**Challenges:**
1. Reproduce the passage of the Kumaon travel text that begins at the words "After a big" and stops after "since time began.".
2. How does this sentence from the Kumaon travel text read in Spanish: "He dreams of building another lodge even higher in the Kumaon Himalayas."?

After a big breakfast of fruit and omelettes we follow cow paths and terraced plots to the nearest road, not far from the sacred temple complex at Jageshwar. Set in a towering cedar forest at the confluence of mountain streams, there are 124 stone shrines dedicated to Shiva, some dating from the eighth century. With a crowd of pilgrims and a couple of new brides dripping in gold, I slip off my shoes and we hobble on wet, near-freezing flagstones to a shrine lit by a lamp that is said to have burnt since time began.

From the village houses, the drive to Shakti's alpine lodge, 360° Leti, is long and never uneventful. There are many more of those hairpin turns and potholes, but also more cows and motorbikes to avoid and the ubiquitous four-wheel-drive Mahindra Maxx taxis: the people-mover of choice in these mountains. It's wedding season, so in most towns there are vehicles full of excited guests following wedding taxis bearing the names of today's lucky couples: "Prem Weds Rita"; "Ravi Weds Padma".

The road rises higher; the switchbacks coil tighter. There's no pine forest here, but junipers and rhododendrons and massive mophead Himalayan oak, their lower branches lopped off long ago for fodder. Then the paved road turns to dust and rock, and Sonum grips the wheel tighter. From the trailhead we walk for an hour - though the local women porters carrying our gear get there in half the time - to a warm welcome and a lit fire at the lodge.

Even with this new, ugly gash of a road edging closer, the lodge is still "improbably" remote, admits Shakti Himalaya's owner, Jamshyd Sethna. He dreams of building another lodge even higher in the Kumaon Himalayas. A Parsi psychoanalyst based in Mumbai, he grew up in the mountains of Darjeeling and loves trekking, though "these days I also like a comfortable bed, fresh vegetables and a glass of wine at the end of the day". He's undeterred by the logistics involved - for 16 years he has owned and run Shakti's bigger sister company, Banyan Tours, one of India's leading luxury-tour operators. Later, over gin and cucumber sandwiches in a Delhi hotel, he describes his Shakti "epiphany".

"I was walking in deep snow, high near a glacier in the Himalayas; I could see Nanda Devi. There's blue sheep up there, you know. And there I see the tracks of a snow leopard. It was a moment of such exhilaration, it got me thinking that everyone should feel this good."

**Rows:**

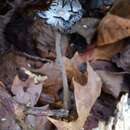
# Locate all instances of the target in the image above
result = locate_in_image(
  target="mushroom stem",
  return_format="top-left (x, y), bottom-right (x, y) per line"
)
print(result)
top-left (56, 31), bottom-right (69, 110)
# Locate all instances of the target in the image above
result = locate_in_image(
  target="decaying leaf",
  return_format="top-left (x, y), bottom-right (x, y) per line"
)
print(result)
top-left (48, 63), bottom-right (102, 130)
top-left (26, 106), bottom-right (51, 130)
top-left (29, 62), bottom-right (62, 101)
top-left (80, 40), bottom-right (126, 61)
top-left (96, 71), bottom-right (125, 98)
top-left (96, 15), bottom-right (130, 46)
top-left (110, 0), bottom-right (130, 18)
top-left (88, 41), bottom-right (126, 60)
top-left (0, 86), bottom-right (28, 130)
top-left (11, 76), bottom-right (43, 106)
top-left (93, 94), bottom-right (130, 130)
top-left (112, 40), bottom-right (130, 72)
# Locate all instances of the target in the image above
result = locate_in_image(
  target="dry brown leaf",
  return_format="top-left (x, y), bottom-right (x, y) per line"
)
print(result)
top-left (11, 76), bottom-right (43, 106)
top-left (96, 71), bottom-right (125, 98)
top-left (64, 53), bottom-right (87, 85)
top-left (112, 40), bottom-right (130, 72)
top-left (80, 40), bottom-right (126, 61)
top-left (0, 87), bottom-right (28, 130)
top-left (110, 0), bottom-right (130, 18)
top-left (26, 106), bottom-right (50, 130)
top-left (29, 62), bottom-right (62, 101)
top-left (96, 15), bottom-right (130, 46)
top-left (48, 64), bottom-right (102, 130)
top-left (33, 20), bottom-right (56, 59)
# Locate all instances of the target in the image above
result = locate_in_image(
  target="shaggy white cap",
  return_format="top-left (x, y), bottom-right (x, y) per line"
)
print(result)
top-left (38, 0), bottom-right (83, 30)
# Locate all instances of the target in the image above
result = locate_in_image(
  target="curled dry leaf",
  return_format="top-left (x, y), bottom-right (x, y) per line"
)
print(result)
top-left (93, 94), bottom-right (130, 130)
top-left (112, 40), bottom-right (130, 72)
top-left (96, 71), bottom-right (125, 98)
top-left (89, 41), bottom-right (126, 60)
top-left (48, 63), bottom-right (102, 130)
top-left (26, 106), bottom-right (51, 130)
top-left (0, 86), bottom-right (27, 130)
top-left (80, 40), bottom-right (126, 61)
top-left (29, 62), bottom-right (62, 101)
top-left (64, 53), bottom-right (87, 85)
top-left (11, 76), bottom-right (43, 106)
top-left (96, 15), bottom-right (130, 46)
top-left (33, 20), bottom-right (56, 59)
top-left (71, 18), bottom-right (99, 44)
top-left (110, 0), bottom-right (130, 18)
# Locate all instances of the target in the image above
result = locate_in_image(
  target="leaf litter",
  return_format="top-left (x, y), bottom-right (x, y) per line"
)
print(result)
top-left (0, 0), bottom-right (130, 130)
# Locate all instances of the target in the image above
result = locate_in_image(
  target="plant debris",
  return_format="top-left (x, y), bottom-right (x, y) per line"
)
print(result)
top-left (0, 0), bottom-right (130, 130)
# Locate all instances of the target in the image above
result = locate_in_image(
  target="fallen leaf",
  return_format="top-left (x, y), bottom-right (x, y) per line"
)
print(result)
top-left (11, 76), bottom-right (43, 106)
top-left (26, 106), bottom-right (51, 130)
top-left (33, 20), bottom-right (56, 59)
top-left (81, 40), bottom-right (126, 61)
top-left (92, 93), bottom-right (130, 130)
top-left (96, 15), bottom-right (130, 46)
top-left (29, 62), bottom-right (62, 101)
top-left (48, 64), bottom-right (102, 130)
top-left (64, 54), bottom-right (87, 85)
top-left (110, 0), bottom-right (130, 19)
top-left (112, 40), bottom-right (130, 72)
top-left (96, 71), bottom-right (125, 98)
top-left (0, 86), bottom-right (28, 130)
top-left (71, 18), bottom-right (99, 44)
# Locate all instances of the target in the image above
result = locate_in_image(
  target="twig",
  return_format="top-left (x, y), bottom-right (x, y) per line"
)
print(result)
top-left (56, 31), bottom-right (69, 110)
top-left (25, 107), bottom-right (68, 118)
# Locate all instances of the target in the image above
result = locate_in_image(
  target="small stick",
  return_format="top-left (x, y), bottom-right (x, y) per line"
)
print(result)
top-left (56, 31), bottom-right (69, 110)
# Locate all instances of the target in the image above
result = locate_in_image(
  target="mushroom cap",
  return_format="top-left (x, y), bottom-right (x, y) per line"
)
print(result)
top-left (37, 0), bottom-right (83, 30)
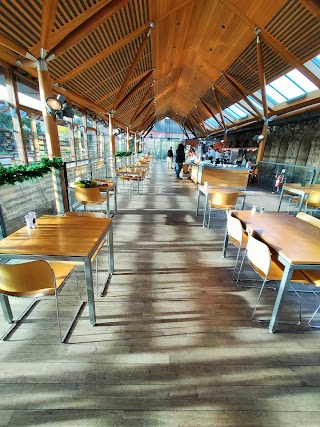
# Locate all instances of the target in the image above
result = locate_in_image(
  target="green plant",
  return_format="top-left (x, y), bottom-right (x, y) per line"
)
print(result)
top-left (0, 157), bottom-right (63, 186)
top-left (116, 151), bottom-right (132, 157)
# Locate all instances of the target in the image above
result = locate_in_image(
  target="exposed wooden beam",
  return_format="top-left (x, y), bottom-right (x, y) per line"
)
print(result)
top-left (251, 29), bottom-right (269, 119)
top-left (196, 105), bottom-right (208, 135)
top-left (134, 105), bottom-right (154, 129)
top-left (140, 112), bottom-right (155, 133)
top-left (56, 24), bottom-right (149, 84)
top-left (48, 0), bottom-right (129, 60)
top-left (222, 73), bottom-right (264, 119)
top-left (212, 86), bottom-right (226, 129)
top-left (117, 69), bottom-right (153, 110)
top-left (0, 34), bottom-right (28, 57)
top-left (40, 0), bottom-right (58, 59)
top-left (112, 26), bottom-right (153, 111)
top-left (184, 118), bottom-right (197, 138)
top-left (130, 83), bottom-right (153, 124)
top-left (221, 0), bottom-right (320, 88)
top-left (200, 99), bottom-right (223, 128)
top-left (130, 98), bottom-right (154, 124)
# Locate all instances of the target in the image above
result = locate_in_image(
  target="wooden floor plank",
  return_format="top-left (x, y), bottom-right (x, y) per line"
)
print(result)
top-left (0, 162), bottom-right (320, 427)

**Answers:**
1.
After a big breakfast of fruit and omelettes we follow cow paths and terraced plots to the nearest road, not far from the sacred temple complex at Jageshwar. Set in a towering cedar forest at the confluence of mountain streams, there are 124 stone shrines dedicated to Shiva, some dating from the eighth century. With a crowd of pilgrims and a couple of new brides dripping in gold, I slip off my shoes and we hobble on wet, near-freezing flagstones to a shrine lit by a lamp that is said to have burnt since time began.

2. Sueña con construir otro albergue aún más alto en el Himalaya de Kumaon.